* **Entries taken from a collection**
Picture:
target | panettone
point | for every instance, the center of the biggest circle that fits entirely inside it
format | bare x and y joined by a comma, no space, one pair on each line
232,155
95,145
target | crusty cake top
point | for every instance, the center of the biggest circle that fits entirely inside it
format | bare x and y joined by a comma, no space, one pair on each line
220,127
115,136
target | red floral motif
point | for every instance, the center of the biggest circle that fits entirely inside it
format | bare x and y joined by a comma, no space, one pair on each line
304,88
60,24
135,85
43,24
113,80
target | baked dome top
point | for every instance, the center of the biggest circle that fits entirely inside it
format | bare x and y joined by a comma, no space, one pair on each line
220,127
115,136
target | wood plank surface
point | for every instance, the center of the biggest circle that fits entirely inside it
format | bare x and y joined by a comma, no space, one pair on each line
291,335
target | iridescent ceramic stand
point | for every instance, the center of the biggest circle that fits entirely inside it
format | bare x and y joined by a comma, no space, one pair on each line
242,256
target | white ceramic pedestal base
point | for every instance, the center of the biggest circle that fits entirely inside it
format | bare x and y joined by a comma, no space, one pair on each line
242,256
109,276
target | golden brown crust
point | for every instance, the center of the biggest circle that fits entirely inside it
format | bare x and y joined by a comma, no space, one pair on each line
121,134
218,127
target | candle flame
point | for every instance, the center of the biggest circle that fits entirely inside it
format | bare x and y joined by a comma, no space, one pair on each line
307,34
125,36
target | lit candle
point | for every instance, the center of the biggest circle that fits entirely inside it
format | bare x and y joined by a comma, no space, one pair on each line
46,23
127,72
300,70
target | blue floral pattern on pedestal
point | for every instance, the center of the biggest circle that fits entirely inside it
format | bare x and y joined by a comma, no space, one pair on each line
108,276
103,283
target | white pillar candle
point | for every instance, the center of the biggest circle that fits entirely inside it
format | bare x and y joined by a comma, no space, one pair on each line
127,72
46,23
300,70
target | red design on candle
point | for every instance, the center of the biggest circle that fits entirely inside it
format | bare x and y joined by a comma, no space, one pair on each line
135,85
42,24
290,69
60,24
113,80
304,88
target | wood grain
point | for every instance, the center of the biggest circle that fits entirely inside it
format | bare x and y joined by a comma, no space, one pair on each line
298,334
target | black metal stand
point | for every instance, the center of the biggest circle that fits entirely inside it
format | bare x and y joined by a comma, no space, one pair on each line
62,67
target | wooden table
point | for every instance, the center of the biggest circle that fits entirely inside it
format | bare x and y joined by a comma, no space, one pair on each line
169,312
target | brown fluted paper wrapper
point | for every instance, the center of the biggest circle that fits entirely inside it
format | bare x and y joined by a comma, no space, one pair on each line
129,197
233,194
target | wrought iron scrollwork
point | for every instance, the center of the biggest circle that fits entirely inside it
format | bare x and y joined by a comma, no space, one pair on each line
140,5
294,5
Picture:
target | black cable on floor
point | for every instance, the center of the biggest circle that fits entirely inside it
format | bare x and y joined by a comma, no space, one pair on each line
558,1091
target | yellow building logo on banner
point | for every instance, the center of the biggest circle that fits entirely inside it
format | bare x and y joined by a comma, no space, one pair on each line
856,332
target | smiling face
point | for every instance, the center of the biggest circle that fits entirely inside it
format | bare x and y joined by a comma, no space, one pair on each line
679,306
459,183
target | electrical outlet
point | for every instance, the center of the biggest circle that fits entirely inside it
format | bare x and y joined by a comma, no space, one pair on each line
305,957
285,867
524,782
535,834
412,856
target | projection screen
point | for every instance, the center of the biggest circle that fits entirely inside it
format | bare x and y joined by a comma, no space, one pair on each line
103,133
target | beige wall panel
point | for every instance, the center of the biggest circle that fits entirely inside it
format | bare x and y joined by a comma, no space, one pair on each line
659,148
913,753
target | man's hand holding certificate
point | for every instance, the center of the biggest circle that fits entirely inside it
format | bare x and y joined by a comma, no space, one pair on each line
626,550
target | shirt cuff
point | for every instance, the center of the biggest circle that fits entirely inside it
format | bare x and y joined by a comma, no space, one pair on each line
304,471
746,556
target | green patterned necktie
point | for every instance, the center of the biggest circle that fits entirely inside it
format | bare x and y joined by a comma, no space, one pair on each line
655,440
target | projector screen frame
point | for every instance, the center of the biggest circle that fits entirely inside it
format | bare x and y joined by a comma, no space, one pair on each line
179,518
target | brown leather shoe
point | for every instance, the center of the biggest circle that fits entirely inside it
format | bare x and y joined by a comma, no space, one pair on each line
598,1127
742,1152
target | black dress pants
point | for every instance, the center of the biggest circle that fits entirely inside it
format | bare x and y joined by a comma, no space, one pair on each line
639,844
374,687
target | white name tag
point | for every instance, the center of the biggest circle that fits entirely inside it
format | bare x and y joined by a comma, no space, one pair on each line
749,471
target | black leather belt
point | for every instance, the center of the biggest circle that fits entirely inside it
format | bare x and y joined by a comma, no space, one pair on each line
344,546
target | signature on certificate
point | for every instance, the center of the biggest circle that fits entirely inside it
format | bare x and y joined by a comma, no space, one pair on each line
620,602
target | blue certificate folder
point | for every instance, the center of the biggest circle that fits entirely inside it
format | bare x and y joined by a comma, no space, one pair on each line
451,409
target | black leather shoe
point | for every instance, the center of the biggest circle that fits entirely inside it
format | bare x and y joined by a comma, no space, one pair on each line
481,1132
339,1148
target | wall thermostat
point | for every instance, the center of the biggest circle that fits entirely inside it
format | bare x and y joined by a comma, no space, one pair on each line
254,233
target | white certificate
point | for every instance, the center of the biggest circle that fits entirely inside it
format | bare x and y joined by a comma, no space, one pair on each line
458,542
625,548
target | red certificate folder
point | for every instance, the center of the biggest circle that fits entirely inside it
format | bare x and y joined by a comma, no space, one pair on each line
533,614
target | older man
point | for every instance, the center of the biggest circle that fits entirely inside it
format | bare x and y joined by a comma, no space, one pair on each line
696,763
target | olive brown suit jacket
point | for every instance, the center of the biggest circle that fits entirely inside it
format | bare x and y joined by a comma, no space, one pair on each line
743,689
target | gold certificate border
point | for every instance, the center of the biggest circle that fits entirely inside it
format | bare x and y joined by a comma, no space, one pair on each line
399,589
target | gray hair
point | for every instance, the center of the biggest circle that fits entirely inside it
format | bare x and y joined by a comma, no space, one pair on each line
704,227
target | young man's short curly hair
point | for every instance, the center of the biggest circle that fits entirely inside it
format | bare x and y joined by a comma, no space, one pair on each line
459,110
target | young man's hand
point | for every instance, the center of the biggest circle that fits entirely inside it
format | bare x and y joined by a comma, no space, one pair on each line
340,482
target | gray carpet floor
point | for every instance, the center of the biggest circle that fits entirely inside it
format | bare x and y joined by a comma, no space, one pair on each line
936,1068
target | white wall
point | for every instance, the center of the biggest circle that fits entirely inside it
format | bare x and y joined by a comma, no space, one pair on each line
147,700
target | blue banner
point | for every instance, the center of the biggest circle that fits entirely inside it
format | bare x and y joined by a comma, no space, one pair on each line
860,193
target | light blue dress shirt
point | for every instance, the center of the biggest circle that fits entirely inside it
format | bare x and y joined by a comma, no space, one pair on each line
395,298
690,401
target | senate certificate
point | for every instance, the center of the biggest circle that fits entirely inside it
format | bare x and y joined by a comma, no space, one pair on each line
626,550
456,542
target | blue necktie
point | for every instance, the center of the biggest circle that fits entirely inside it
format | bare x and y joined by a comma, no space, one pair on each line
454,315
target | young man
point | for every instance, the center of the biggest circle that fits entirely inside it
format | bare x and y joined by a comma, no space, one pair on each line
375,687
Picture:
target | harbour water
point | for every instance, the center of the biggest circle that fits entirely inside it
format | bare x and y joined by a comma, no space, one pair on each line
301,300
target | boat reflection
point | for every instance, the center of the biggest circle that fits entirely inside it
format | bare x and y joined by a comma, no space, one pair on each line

* **Exercise**
In the data above, which lines lie between the line with "target | projector screen frame" and the line with "target | black dress pants", inclusive? Print those lines exactly and nothing else.

* **Result**
target | projector screen frame
point | for every instance, the center of the biggest circle that fits entirely inside it
format | bare x and y joined by a comma, no space, one pair on each line
179,518
target | brown leather shoe
point | for every instance, the center of the biggest circle that fits entirely inside it
format | bare x and y joined by a comma, no space, one pair on each line
598,1127
742,1152
target | black dress pants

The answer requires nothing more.